Carry on the blog post below about the characteristics of a great speech, starting right after its last sentence.

#### Document text:
____________

Thursday, March 1, 2012

Five Characteristics of What Makes it a Great Speech


     In my quest to determine five characteristics of what makes it a great speech I listened to one of the masters of presenting and speaking, Steve Jobs.  Specifically I watched his commencement address at Stanford University, delivered on 12 June 2005. I have always been mesmerized by his keynote speeches over the years.  How he makes simplicity sound so relevant and desirable. I also figured he represents technology, which is paramount in the basis of these blogs.

The five characteristics that I devised from this speech that make it a great one are:

 1. Effective - Jobs takes the audience on a journey through three stories of his life. From his upbringing and pre-Apple years, to the Apple years and beyond, and finally a lesson in mortality.

 2. Realistic - He personalizes the content of his speech with his own life events and lessons. Keeping it on the level of the creation process, and not the business process.

____________

#### Referring expression data:
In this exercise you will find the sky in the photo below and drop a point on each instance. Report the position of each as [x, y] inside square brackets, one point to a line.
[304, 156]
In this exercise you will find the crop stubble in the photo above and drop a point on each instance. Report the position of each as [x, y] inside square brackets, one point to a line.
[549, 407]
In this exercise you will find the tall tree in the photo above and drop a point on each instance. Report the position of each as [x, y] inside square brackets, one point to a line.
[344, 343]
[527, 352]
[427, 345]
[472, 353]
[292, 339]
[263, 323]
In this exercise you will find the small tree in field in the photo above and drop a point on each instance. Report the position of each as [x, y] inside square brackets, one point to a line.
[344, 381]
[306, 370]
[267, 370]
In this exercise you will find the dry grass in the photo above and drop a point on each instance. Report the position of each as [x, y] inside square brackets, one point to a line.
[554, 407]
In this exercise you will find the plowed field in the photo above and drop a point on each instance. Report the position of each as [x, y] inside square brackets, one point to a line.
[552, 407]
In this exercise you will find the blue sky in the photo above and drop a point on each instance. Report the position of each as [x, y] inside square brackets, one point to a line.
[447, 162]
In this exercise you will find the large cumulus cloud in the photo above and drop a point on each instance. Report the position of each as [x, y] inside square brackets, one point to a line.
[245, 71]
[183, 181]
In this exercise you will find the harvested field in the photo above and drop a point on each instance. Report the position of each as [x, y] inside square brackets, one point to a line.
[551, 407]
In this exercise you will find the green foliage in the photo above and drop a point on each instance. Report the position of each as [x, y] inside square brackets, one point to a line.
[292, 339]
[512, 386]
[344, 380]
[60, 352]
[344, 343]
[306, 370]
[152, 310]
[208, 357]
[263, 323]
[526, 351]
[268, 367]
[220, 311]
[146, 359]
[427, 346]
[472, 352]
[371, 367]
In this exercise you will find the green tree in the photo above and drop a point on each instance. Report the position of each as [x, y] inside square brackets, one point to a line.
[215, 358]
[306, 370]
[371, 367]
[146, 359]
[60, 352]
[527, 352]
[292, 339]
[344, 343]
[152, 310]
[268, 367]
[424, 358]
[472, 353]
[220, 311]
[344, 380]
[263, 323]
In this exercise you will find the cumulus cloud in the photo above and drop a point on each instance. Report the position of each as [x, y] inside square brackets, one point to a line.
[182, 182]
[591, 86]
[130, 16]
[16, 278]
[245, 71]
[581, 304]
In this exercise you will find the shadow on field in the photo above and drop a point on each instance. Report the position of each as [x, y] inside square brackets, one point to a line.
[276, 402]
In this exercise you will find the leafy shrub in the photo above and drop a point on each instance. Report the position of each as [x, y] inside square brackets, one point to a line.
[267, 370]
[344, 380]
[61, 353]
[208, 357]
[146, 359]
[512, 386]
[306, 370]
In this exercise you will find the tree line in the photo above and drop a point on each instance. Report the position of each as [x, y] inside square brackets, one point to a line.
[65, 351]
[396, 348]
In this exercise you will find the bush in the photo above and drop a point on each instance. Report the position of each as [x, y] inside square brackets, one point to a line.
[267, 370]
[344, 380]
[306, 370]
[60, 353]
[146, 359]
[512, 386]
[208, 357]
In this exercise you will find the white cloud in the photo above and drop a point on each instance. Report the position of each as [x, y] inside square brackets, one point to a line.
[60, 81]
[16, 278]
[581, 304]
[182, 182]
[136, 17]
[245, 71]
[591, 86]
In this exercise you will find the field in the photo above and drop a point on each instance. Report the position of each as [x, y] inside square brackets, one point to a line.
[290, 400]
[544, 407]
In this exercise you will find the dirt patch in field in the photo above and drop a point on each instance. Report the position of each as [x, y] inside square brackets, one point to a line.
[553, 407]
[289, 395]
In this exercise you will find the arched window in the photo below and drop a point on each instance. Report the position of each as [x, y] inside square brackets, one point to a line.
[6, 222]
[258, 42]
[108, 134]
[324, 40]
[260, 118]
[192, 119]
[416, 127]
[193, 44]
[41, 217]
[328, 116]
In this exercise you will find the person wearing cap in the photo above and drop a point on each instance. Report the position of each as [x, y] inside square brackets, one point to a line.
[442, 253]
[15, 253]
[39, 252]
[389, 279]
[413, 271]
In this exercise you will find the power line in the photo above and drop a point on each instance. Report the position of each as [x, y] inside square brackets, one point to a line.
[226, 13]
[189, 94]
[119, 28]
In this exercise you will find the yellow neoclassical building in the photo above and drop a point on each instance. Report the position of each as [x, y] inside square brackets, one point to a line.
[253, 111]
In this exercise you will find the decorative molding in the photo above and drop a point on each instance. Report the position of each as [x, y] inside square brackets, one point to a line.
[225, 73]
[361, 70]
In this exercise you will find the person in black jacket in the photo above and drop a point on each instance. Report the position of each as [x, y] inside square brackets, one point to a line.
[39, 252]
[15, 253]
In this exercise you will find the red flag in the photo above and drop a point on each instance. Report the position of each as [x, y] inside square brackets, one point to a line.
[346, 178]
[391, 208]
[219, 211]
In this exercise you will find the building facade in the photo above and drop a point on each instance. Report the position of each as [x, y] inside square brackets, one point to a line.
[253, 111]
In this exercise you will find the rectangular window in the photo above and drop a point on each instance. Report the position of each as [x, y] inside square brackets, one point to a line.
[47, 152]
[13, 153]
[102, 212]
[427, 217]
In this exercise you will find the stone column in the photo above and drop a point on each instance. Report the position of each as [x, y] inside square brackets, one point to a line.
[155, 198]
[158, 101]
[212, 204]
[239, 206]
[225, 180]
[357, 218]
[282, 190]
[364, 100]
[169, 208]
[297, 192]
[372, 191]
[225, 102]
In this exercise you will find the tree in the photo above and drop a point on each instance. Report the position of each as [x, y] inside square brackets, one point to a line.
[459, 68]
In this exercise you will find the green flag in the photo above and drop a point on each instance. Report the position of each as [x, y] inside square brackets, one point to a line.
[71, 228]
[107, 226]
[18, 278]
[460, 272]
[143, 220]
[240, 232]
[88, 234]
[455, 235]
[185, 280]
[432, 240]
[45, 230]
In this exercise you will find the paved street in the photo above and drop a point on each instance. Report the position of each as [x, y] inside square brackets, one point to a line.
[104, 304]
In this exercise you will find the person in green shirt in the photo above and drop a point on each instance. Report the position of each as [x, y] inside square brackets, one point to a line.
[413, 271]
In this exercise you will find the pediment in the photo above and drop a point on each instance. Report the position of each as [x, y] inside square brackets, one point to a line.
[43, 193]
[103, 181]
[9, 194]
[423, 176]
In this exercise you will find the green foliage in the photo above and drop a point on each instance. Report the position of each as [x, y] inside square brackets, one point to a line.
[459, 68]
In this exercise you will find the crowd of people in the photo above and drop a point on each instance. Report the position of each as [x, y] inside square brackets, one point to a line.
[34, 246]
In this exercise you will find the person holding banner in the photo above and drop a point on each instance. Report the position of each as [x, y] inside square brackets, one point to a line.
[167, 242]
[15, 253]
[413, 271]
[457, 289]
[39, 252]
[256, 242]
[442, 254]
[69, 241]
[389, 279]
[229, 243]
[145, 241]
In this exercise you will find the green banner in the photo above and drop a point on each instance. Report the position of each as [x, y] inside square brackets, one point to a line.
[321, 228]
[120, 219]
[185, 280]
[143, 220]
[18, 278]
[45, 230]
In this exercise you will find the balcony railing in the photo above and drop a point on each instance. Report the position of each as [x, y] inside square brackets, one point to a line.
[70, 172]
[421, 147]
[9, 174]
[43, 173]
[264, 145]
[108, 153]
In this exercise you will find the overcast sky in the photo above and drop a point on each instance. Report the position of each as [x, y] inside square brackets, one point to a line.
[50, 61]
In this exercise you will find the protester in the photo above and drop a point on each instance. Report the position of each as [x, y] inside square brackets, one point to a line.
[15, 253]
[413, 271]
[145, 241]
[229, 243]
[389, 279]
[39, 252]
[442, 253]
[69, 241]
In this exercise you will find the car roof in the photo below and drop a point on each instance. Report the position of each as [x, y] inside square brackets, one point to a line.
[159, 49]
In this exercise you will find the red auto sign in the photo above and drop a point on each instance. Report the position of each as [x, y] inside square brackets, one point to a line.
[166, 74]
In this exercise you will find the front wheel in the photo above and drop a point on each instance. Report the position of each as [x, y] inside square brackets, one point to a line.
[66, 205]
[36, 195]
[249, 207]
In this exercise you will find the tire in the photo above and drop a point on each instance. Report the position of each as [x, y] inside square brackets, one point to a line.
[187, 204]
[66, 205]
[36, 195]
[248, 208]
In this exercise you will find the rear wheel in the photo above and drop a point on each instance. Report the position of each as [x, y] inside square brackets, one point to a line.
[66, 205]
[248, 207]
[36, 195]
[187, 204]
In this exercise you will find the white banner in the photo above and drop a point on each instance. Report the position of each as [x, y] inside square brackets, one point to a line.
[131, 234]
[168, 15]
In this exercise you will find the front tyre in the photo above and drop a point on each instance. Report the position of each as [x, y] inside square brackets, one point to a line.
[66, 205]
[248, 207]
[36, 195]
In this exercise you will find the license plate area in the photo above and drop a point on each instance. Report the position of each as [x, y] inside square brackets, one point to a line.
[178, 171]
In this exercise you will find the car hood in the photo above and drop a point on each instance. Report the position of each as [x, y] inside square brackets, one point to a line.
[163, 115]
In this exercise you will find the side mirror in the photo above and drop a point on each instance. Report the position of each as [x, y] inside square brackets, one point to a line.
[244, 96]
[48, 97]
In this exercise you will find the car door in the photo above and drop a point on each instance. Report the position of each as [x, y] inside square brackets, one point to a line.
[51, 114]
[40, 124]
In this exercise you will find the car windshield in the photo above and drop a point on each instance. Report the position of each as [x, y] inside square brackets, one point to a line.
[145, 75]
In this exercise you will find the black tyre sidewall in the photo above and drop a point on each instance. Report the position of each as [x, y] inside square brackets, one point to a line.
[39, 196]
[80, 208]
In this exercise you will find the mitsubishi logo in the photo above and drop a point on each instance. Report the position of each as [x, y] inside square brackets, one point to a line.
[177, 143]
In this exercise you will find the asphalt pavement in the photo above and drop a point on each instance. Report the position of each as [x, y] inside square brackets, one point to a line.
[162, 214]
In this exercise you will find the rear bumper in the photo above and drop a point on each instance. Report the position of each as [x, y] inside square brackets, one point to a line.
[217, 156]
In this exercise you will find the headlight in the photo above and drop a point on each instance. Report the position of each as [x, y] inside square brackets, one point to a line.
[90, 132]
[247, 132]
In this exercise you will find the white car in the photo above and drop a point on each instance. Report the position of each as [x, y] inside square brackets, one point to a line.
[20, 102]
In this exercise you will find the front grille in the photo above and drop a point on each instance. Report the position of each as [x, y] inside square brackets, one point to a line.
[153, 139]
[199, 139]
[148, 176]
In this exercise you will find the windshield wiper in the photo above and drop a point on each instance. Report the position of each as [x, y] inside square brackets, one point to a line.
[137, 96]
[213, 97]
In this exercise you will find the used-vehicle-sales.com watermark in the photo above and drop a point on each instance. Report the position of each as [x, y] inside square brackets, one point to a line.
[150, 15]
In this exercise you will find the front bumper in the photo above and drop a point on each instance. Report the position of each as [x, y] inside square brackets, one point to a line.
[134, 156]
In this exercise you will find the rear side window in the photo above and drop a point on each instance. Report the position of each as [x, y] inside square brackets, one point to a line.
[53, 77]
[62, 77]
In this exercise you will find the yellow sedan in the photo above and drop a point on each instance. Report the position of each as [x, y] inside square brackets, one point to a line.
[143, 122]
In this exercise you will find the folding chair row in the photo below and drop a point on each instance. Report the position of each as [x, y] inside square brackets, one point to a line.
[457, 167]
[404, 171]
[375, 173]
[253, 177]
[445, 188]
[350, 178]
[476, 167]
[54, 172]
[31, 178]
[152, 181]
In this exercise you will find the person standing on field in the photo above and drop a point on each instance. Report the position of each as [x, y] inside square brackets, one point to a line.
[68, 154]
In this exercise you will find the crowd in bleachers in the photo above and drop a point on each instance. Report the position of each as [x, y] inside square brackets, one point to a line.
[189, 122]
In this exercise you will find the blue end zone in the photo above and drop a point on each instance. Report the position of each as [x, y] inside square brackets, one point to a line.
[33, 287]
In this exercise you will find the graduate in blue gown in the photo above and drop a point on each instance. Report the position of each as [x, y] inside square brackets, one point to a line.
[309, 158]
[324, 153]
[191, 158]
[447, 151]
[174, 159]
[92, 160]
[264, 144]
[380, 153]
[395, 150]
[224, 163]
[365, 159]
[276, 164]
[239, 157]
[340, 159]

____________

#### Task response:
 3. Creative - At the end of the speech, Jobs quotes a catch phrase from a 1970’s publication that is relevant to his philosophy on life and the way he lived it. "Stay hungry, stay foolish."

 4. Dynamic - He was very candid in talking about his cancer, and how it effected his train of thought and decisions.

 5. Achievements - At the end he explains how everything that happened in his life, even the seemingly bad things, lead to bigger and better things. He ties it all together at the end, having given the audience a lot to contemplate for their own lives from his own example.

     While this speech has become even more famous since his passing, it sends a profound message of following one’s dreams and how doing something you love is more successful that doing something for money or fame.